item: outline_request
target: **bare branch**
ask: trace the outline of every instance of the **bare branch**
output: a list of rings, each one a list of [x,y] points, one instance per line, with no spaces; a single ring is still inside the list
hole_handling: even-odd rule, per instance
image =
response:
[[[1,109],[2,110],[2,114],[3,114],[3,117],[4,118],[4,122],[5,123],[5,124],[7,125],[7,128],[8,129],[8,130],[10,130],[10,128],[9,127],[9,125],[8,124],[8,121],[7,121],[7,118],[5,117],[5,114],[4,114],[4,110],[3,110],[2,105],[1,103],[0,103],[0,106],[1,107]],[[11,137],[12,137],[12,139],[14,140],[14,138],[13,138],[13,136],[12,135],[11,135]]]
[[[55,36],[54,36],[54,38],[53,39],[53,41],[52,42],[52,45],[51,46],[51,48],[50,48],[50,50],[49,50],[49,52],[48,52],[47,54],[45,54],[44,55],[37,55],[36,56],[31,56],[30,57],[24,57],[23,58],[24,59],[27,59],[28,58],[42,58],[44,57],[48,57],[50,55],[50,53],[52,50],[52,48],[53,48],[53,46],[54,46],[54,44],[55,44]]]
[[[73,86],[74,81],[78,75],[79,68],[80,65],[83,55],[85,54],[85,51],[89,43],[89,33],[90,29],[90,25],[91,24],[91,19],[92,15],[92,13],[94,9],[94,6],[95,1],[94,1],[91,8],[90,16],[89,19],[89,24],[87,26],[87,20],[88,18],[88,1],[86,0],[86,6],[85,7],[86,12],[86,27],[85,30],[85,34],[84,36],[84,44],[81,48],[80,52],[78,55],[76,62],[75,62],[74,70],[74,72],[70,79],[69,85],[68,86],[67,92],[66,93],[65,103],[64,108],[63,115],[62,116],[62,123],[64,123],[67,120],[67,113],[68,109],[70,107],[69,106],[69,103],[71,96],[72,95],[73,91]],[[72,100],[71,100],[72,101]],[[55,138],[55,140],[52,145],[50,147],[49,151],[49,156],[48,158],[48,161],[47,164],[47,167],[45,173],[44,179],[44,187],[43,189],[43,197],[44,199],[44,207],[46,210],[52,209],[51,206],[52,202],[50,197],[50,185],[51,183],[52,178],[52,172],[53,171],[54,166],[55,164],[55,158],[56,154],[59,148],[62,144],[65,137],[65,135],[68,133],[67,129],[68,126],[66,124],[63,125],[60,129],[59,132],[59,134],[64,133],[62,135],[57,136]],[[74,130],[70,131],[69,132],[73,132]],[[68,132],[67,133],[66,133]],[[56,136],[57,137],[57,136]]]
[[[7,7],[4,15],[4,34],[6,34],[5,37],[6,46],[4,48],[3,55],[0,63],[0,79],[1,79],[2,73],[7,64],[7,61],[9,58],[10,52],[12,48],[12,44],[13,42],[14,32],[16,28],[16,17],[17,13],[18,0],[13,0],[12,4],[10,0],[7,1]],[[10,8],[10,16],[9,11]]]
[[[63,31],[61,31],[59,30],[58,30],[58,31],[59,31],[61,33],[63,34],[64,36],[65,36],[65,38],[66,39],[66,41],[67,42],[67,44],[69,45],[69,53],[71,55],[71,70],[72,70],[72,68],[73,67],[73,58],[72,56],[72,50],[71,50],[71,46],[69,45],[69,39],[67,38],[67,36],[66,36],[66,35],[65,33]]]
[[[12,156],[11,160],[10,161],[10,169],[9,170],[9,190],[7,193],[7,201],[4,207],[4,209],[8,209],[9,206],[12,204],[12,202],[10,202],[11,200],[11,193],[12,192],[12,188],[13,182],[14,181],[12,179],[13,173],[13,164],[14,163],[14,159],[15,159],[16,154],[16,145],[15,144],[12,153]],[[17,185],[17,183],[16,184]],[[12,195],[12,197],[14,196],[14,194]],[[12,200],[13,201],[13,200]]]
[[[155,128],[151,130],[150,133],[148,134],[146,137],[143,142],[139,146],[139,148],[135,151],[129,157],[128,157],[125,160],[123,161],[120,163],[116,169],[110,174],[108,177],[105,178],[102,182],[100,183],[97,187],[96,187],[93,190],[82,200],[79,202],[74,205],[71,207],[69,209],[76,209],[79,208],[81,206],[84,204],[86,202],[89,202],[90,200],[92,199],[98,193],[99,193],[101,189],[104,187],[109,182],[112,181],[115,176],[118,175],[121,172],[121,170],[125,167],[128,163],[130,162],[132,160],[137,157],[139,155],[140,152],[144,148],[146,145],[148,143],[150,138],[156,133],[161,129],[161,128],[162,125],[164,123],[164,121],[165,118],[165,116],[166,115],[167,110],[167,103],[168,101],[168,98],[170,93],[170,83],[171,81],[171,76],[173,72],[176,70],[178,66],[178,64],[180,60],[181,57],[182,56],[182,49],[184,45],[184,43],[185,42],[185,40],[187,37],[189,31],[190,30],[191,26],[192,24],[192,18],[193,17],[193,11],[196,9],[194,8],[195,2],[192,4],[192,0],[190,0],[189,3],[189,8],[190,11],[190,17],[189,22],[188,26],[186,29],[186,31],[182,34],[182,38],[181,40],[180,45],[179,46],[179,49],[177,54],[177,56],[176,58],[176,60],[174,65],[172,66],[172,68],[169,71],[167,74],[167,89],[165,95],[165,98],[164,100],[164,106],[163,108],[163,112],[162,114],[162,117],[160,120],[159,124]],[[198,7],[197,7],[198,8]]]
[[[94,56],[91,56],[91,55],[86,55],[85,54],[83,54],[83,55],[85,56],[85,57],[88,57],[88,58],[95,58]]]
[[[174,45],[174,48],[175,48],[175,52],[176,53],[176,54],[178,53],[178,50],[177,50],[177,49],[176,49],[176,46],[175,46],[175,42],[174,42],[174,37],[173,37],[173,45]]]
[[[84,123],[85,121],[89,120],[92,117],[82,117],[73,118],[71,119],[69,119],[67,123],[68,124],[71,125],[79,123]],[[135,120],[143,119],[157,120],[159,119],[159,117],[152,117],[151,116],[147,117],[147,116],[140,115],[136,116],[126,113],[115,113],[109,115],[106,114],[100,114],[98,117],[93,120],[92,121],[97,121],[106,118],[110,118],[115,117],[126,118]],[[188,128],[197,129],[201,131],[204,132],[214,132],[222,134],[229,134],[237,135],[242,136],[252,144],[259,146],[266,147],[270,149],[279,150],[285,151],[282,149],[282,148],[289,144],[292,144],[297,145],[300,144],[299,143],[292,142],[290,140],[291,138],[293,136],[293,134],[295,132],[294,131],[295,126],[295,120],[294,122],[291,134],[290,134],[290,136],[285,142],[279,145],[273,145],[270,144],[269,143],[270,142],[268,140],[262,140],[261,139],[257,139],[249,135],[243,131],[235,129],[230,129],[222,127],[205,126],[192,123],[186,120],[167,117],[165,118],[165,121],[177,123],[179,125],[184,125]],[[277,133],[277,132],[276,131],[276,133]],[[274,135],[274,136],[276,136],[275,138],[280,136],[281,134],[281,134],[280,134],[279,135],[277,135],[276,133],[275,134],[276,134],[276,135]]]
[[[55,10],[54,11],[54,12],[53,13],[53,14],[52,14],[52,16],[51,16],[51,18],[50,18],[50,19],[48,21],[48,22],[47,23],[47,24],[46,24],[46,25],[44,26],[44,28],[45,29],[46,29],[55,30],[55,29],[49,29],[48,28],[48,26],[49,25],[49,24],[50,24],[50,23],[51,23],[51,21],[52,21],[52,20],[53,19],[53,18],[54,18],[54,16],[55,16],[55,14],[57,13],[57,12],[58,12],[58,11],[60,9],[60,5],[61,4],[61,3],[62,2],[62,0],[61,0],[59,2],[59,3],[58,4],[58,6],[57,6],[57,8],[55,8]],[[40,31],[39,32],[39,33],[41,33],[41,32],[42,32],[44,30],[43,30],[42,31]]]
...
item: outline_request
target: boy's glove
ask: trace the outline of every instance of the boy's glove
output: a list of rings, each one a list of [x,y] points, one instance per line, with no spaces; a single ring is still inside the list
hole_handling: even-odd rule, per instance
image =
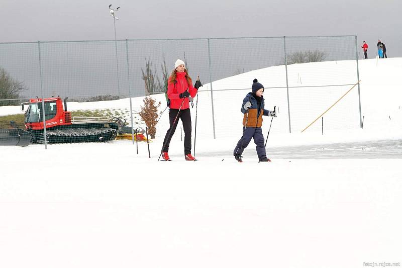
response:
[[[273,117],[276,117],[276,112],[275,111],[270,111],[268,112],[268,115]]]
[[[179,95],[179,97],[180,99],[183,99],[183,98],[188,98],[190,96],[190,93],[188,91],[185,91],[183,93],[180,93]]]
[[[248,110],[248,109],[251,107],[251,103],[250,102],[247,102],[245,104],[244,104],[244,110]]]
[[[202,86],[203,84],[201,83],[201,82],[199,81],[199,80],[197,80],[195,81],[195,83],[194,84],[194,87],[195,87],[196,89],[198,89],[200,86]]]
--
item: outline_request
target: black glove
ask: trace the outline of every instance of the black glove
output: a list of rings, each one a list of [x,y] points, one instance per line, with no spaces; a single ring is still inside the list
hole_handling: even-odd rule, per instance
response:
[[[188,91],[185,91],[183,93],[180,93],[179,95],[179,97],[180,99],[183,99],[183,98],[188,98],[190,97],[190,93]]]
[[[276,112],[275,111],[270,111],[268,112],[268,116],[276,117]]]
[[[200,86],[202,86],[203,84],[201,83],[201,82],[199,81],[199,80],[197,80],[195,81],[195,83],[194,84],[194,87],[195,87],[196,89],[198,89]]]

**Required task**
Locate each line in the records that contains the word "bare" and copy those lines out. Case matters.

**Solution to the exercise**
target: **bare branch**
ask: trace the outline of every instance of the **bare branch**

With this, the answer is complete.